• STATED EXERCISE
Reproduce every line below in full, shifting each box coordinate up by 101 and leaving all other text unchanged.

▼▼▼

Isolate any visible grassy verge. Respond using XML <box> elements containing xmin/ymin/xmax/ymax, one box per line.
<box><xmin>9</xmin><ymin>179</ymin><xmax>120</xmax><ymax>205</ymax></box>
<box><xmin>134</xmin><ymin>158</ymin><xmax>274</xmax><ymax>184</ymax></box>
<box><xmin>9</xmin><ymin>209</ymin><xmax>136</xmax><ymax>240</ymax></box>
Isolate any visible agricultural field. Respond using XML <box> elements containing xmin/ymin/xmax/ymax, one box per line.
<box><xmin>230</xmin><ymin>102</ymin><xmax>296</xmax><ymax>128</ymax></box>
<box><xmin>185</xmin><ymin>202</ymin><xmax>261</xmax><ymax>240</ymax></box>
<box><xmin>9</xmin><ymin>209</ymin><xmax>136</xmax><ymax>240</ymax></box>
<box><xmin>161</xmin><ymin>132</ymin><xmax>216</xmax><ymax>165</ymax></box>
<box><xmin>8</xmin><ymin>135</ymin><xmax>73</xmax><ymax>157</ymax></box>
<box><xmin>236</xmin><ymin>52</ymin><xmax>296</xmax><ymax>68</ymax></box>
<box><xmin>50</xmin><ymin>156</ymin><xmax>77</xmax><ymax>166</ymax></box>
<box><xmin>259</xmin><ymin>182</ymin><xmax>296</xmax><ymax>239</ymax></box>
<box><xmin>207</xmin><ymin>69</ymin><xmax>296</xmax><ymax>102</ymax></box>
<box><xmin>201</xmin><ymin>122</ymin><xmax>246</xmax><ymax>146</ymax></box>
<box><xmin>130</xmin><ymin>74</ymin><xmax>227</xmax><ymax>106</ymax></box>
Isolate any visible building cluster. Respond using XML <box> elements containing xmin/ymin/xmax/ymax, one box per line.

▲▲▲

• EXPECTED ANSWER
Isolate any visible grassy verge. Respond using XML <box> elements containing xmin/ymin/xmax/ymax, one box per line.
<box><xmin>110</xmin><ymin>280</ymin><xmax>221</xmax><ymax>306</ymax></box>
<box><xmin>235</xmin><ymin>259</ymin><xmax>375</xmax><ymax>285</ymax></box>
<box><xmin>110</xmin><ymin>310</ymin><xmax>237</xmax><ymax>341</ymax></box>
Isolate any visible agricultural field. Respond using XML <box> elements containing xmin/ymin/xmax/ymax, one box per line.
<box><xmin>331</xmin><ymin>203</ymin><xmax>397</xmax><ymax>229</ymax></box>
<box><xmin>286</xmin><ymin>303</ymin><xmax>362</xmax><ymax>341</ymax></box>
<box><xmin>110</xmin><ymin>310</ymin><xmax>237</xmax><ymax>341</ymax></box>
<box><xmin>262</xmin><ymin>233</ymin><xmax>317</xmax><ymax>266</ymax></box>
<box><xmin>109</xmin><ymin>236</ymin><xmax>174</xmax><ymax>258</ymax></box>
<box><xmin>337</xmin><ymin>153</ymin><xmax>397</xmax><ymax>169</ymax></box>
<box><xmin>151</xmin><ymin>257</ymin><xmax>178</xmax><ymax>267</ymax></box>
<box><xmin>360</xmin><ymin>283</ymin><xmax>397</xmax><ymax>340</ymax></box>
<box><xmin>308</xmin><ymin>170</ymin><xmax>397</xmax><ymax>203</ymax></box>
<box><xmin>302</xmin><ymin>223</ymin><xmax>347</xmax><ymax>247</ymax></box>
<box><xmin>231</xmin><ymin>175</ymin><xmax>328</xmax><ymax>207</ymax></box>
Isolate any visible building cluster. Respond using XML <box> elements containing xmin/ymin/xmax/ymax, one box per line.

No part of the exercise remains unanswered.